### Data for processing
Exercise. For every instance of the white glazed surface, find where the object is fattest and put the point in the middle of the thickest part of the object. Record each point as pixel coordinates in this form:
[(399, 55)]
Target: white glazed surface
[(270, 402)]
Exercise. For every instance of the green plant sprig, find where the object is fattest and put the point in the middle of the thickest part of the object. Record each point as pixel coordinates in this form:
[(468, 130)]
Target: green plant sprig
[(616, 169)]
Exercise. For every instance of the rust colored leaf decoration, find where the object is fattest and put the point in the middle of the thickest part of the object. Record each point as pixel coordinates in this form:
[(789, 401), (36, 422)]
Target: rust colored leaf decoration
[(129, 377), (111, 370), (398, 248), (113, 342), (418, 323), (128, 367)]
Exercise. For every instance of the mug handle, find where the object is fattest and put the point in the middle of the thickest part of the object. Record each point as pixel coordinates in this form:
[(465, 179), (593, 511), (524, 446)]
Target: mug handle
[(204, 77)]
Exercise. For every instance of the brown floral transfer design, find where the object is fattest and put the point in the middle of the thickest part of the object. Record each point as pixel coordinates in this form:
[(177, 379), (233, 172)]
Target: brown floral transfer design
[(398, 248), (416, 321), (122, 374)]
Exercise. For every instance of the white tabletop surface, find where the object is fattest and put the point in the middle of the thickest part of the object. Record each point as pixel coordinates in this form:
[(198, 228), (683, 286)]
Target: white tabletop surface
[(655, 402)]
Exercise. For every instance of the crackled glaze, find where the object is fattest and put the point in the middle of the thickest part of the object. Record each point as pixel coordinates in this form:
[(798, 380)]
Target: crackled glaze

### Work required
Write out again every line from the start of the records up to and including the line with "323), (128, 367)]", requests included. Scale each point coordinate in the answers by 2.35 and round to whole numbers, with halves rounded up. Leave the numbers in the requests and their format samples unchanged.

### Answer to the exercise
Exercise. For every instance of the white glazed surface, find where the object is fattest and put the point in the middle of the thickest part of the object. Record each point as pixel coordinates in this form:
[(399, 55)]
Target: white glazed surface
[(635, 945)]
Exercise. For every instance of the green plant sprig, find where the object is fattest and put the point in the middle of the thickest part of the object. Record each point as pixel coordinates in this form:
[(468, 130)]
Target: green plant sprig
[(1448, 397)]
Exercise. For every instance of the rust colored leaf decoration, find where the object is fattest and put the point in the middle of the thickest part of the object. Record each point as pixel coordinates in this form:
[(789, 401), (36, 422)]
Target: rust colored leaf decoration
[(303, 886), (261, 870), (935, 583), (266, 804), (982, 759), (301, 862)]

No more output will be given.